WRITTEN TASK: Extract every line of the entries below and reproduce each one verbatim.

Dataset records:
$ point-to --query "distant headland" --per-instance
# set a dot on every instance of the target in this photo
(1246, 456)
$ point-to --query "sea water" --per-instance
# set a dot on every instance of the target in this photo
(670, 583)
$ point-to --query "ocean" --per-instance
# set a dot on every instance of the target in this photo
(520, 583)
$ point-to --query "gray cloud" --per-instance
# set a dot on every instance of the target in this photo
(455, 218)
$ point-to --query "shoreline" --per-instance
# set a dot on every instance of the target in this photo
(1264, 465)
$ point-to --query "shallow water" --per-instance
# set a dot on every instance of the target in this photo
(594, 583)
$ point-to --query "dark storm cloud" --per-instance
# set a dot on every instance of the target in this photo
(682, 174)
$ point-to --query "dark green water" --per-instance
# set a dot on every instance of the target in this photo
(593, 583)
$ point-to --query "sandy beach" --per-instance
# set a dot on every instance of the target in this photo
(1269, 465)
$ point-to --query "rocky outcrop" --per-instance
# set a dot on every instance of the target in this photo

WORKED SOLUTION:
$ point-to --query "distant headland" --per-instance
# set a dot on every instance of the target in this photo
(1246, 456)
$ point-to --query "sea water" --per-instance
# set a dot on every instance of the target in this photo
(670, 583)
$ point-to --query "ocean" --per-instance
# set a dot on every instance of the target in this photo
(520, 583)
$ point-to --query "gray cloud" --per-instance
# set a dot on every instance of the target in this photo
(455, 218)
$ point-to --query "shoreline" --per-instance
# set a dot on every instance of the target in this photo
(1264, 465)
$ point-to --query "shallow water" --per-instance
# set a dot on every instance of the target in this photo
(594, 583)
$ point-to --query "dark storm cloud" --per-instance
# set a dot on every instance of the target in this photo
(682, 174)
$ point-to --query "dark green water" --per-instance
# set a dot on every instance of the target in this photo
(593, 583)
$ point-to --query "sandy beach" --per-instance
# set a dot on every instance of the target in this photo
(1269, 465)
$ point-to --query "rocky outcrop" --per-instance
# set a dot on every instance of the target in this photo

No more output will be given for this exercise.